All the entries, exactly as they read, must be written out again.
Entries provided: Begin
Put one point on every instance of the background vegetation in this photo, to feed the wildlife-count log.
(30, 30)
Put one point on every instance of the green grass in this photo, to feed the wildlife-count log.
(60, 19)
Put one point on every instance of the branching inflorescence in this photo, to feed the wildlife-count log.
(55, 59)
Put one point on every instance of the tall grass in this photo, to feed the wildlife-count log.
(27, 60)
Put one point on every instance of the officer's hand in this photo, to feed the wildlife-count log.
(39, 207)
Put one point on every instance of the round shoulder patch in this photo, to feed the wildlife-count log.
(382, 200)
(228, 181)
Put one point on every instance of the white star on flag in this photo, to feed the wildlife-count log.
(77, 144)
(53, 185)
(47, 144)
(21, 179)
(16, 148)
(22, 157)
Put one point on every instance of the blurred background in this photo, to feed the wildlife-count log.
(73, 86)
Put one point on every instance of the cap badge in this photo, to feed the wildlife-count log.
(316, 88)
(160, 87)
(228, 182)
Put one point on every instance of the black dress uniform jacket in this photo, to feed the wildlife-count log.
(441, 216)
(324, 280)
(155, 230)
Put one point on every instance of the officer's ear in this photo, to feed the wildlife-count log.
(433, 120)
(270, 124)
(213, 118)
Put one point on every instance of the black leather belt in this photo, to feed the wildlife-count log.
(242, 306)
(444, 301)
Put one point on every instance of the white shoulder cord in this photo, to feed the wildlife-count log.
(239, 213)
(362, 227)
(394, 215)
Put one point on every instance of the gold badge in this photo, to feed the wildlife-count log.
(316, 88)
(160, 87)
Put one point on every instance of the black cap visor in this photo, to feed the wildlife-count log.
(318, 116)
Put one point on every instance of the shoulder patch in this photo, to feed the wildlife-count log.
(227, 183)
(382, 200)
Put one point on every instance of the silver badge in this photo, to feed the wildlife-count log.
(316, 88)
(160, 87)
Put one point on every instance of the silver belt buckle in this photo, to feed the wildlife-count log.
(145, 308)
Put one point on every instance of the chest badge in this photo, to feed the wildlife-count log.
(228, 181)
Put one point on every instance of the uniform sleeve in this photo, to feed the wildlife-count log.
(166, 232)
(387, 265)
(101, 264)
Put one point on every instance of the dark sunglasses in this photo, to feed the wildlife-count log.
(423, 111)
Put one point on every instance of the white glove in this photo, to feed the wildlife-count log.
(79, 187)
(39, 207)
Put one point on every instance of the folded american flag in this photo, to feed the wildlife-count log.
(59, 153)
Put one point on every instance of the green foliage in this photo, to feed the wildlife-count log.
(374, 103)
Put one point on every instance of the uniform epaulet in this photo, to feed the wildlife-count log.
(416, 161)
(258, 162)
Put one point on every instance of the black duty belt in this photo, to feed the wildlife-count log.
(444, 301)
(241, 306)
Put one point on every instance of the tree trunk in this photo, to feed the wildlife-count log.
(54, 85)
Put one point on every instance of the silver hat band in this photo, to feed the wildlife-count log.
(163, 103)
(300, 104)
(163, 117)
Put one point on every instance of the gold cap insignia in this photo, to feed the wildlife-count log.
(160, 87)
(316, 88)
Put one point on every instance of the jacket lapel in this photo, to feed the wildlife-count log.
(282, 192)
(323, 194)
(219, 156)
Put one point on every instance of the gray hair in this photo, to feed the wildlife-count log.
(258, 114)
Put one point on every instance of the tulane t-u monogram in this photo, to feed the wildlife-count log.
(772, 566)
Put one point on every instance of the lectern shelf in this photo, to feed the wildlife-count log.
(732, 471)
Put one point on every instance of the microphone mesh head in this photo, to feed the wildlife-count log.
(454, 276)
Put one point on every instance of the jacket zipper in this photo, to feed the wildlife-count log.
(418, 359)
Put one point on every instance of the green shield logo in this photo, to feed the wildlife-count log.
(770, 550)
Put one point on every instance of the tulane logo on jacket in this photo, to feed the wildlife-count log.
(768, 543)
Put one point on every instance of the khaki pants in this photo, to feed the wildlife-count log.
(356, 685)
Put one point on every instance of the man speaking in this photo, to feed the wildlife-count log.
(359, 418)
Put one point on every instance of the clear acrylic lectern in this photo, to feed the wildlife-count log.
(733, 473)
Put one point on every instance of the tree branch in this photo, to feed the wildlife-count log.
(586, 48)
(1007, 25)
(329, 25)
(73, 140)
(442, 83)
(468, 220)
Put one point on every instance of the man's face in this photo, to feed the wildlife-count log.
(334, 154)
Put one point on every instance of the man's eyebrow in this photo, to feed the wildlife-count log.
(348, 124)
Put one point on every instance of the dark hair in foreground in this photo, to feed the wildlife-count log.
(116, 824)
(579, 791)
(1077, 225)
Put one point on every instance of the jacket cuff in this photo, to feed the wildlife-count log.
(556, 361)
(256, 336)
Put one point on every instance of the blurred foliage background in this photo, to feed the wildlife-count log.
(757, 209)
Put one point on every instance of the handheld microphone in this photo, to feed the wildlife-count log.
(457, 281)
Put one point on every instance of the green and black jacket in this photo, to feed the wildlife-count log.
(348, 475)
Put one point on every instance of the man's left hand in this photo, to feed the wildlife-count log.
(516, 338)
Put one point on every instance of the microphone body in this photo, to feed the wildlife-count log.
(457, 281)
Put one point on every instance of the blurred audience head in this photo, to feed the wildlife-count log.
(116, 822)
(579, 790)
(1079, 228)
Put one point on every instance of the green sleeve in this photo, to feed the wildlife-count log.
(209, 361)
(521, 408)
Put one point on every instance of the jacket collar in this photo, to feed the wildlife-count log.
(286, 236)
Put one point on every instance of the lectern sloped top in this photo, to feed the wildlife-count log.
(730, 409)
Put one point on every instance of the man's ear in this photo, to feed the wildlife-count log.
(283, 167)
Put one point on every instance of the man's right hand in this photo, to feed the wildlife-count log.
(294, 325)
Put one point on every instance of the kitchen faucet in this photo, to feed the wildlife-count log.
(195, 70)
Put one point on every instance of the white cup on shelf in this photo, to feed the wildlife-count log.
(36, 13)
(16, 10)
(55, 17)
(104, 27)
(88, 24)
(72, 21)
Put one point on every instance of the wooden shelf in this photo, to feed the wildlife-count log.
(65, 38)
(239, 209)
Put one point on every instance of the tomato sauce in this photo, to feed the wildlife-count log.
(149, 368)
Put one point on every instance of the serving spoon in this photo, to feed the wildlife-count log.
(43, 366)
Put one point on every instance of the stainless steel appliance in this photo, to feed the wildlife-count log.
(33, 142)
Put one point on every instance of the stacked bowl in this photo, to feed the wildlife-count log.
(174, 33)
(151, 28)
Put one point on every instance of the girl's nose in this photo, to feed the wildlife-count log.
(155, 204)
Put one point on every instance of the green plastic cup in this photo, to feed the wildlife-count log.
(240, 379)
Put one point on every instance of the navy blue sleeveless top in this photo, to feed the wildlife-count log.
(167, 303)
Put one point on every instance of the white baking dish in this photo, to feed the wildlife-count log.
Entries provided: End
## Result for this exercise
Put one point on every instance of the background vegetation in this photo, to feed the wildlife-count log.
(30, 30)
Put one point on every instance of the green grass in this photo, to feed the wildlife-count log.
(60, 19)
Put one point on every instance of the branching inflorescence in this photo, to feed the wildlife-count log.
(55, 59)
Put one point on every instance of the tall grass in this photo, to feed the wildlife-count log.
(27, 60)
Put one point on every instance of the officer's hand in this photo, to feed the wildlife-count log.
(39, 207)
Put one point on every instance of the round shoulder patch in this photo, to feed the wildlife-count log.
(382, 200)
(228, 181)
Put one point on every instance of the white star on flag in this photo, to feed the wildlife-count log.
(77, 144)
(53, 185)
(47, 144)
(21, 179)
(16, 148)
(22, 157)
Put one point on every instance of the blurred background in this photo, to feed the wildlife-count log.
(73, 86)
Put one point on every instance of the cap badge in this photo, to feed the wildlife-count log.
(316, 88)
(160, 87)
(228, 182)
Put one point on every instance of the black dress uniform jacket in this photo, to feed the wildlife-count log.
(441, 216)
(324, 280)
(155, 230)
Put one point on every instance of the officer's ear in this photo, to feed the wildlife-count log.
(433, 120)
(270, 124)
(213, 118)
Put one point on every instance of the black leather belt in this photo, to feed the wildlife-count log.
(242, 306)
(444, 301)
Put one point on every instance of the white shoulder cord in this photo, to feed the wildlife-count log.
(239, 213)
(362, 227)
(394, 215)
Put one point on every instance of the gold badge in this photo, to feed the wildlife-count log.
(316, 88)
(160, 87)
Put one point on every instance of the black cap visor in this photo, to feed the wildlife-count log.
(318, 116)
Put one point on every instance of the shoulder patch in this photo, to feed the wildlife-count log.
(227, 183)
(382, 200)
Put one point on every instance of the silver badge in this photo, to feed the wildlife-count log.
(316, 88)
(160, 87)
Put one point on every instance of the silver belt buckle in this photo, to feed the wildlife-count log.
(145, 308)
Put one point on every instance of the chest badge in this photo, to feed the wildlife-count log.
(228, 181)
Put one point on every instance of the uniform sleeve in this photo, to feed the wildlife-count log.
(166, 232)
(387, 265)
(101, 264)
Put one point on every instance of the dark sunglasses in this photo, to feed the wildlife-count log.
(423, 111)
Put one point on every instance of the white glove in this photo, to feed the wildlife-count log.
(79, 187)
(39, 207)
Put one point on every instance of the folded american flag in this photo, to feed the wildlife-count log.
(59, 153)
Put one point on every instance of the green foliage in this photo, to feed the wildlife-count log.
(374, 103)
Put one point on every instance of the uniform epaulet in this photo, to feed the wildlife-count log.
(416, 161)
(258, 162)
Put one point on every instance of the black duty belt in this photo, to feed the wildlife-count log.
(444, 301)
(241, 306)
Put one point on every instance of the tree trunk in this photo, to feed the wildlife-count log.
(54, 85)
Put one point on every instance of the silver hat band in this photo, to feed the wildlife-count log.
(163, 103)
(300, 104)
(163, 117)
Put one point on every instance of the gold cap insignia in this photo, to feed the wildlife-count log.
(160, 87)
(316, 88)
Put one point on every instance of the jacket lapel in this photo, to feed the wildlife-count log.
(282, 192)
(323, 194)
(219, 156)
Put one point on every instance of the gray hair in this photo, to feed the wildlife-count log.
(258, 114)
Put one point on every instance of the tulane t-u monogram in this photo, to feed the wildlife-count log.
(772, 566)
Put one point on every instance of the lectern shelf in this photo, to feed the wildlife-count log.
(732, 471)
Put one point on every instance of the microphone mesh head in this photo, to feed the wildlife-count log.
(454, 276)
Put one point on every instance of the jacket zipper in this photo, to feed the wildlife-count log.
(418, 359)
Put one point on every instance of the green shield logo in this photo, to feed the wildlife-count log.
(770, 550)
Put one point on every instance of the tulane logo on jacket in this photo, to feed the wildlife-count log.
(768, 543)
Put one point on every instance of the khaki pants in this photo, to feed the wildlife-count log.
(356, 685)
Put one point on every instance of the man speaking in this photo, to feed the wildlife-count log.
(359, 418)
Put one point on every instance of the clear acrylic lectern in this photo, to feed the wildlife-count log.
(733, 473)
Put one point on every instance of the tree branch in this photo, to feed the wildlife-count log.
(586, 48)
(1007, 25)
(329, 25)
(73, 140)
(442, 83)
(468, 220)
Put one point on every instance of the man's face in this photo, to feed the wildlife-count log.
(334, 154)
Put one point on every instance of the man's eyebrow in this photo, to feed the wildlife-count log.
(348, 124)
Put one point on every instance of the dark hair in foreground in this photo, to feed the wildlife-count log.
(116, 824)
(579, 791)
(1077, 225)
Put one point on every instance of the jacket cuff in this photo, to feed the wildlife-count log.
(556, 361)
(256, 336)
Put one point on every instance of the blurred foliage background in this photo, to feed the wildlife-count log.
(757, 209)
Put one point on every instance of the handheld microphone in this photo, to feed the wildlife-count log.
(457, 281)
Put one point on every instance of the green and black jacket in this photo, to feed the wildlife-count log.
(348, 475)
Put one point on every instance of the man's left hand in this photo, to feed the wildlife-count log.
(516, 338)
Put one point on every instance of the microphone body in this photo, to feed the wildlife-count log.
(457, 281)
Put one point on every instance of the blurred audience head in this photo, to feed the wildlife-count log.
(116, 822)
(579, 790)
(1079, 228)
Put one point on every instance of the green sleeve in this photo, to feed the wildlife-count log.
(209, 361)
(521, 408)
Put one point on every instance of the jacket collar in this photo, to feed the wildlife-count log.
(286, 236)
Put one point on every instance of the lectern sloped top in this photo, to feed the wildlife-count log.
(730, 409)
Put one point on every instance of the man's ear in this photo, to feed the wildlife-count log.
(283, 167)
Put one point on every instance of the man's right hand in this photo, to feed the wildlife-count log.
(294, 325)
Put one point on every instance of the kitchen faucet in this photo, to feed the wildlife-count log.
(195, 70)
Put one point on every instance of the white cup on shelf in this photo, to feed the wildlife-count log.
(36, 13)
(16, 10)
(55, 17)
(104, 27)
(88, 24)
(72, 21)
Put one point on every instance of the wooden shelf in this photo, to feed the wildlife-count log.
(65, 38)
(239, 209)
Put one point on every instance of the tomato sauce in this photo, to feed the wildlife-count log.
(149, 368)
Put one point on every instance of the serving spoon in this photo, to feed the wildlife-count log.
(43, 366)
Put one point on every instance of the stainless steel appliance in this photo, to feed the wildlife-count log.
(33, 142)
Put one point on every instance of the stacked bowl in this photo, to feed the wildlife-count log.
(174, 33)
(151, 28)
Put one point on every instance of the girl's nose in this photo, to feed the wildlife-count log.
(155, 204)
Put one point on every instance of the green plastic cup in this photo, to feed the wildlife-count log.
(240, 379)
Put one point on every instance of the navy blue sleeveless top in this photo, to feed the wildlife-count log.
(167, 303)
Put one point on every instance of the white baking dish in this photo, to feed the wildlife-count log.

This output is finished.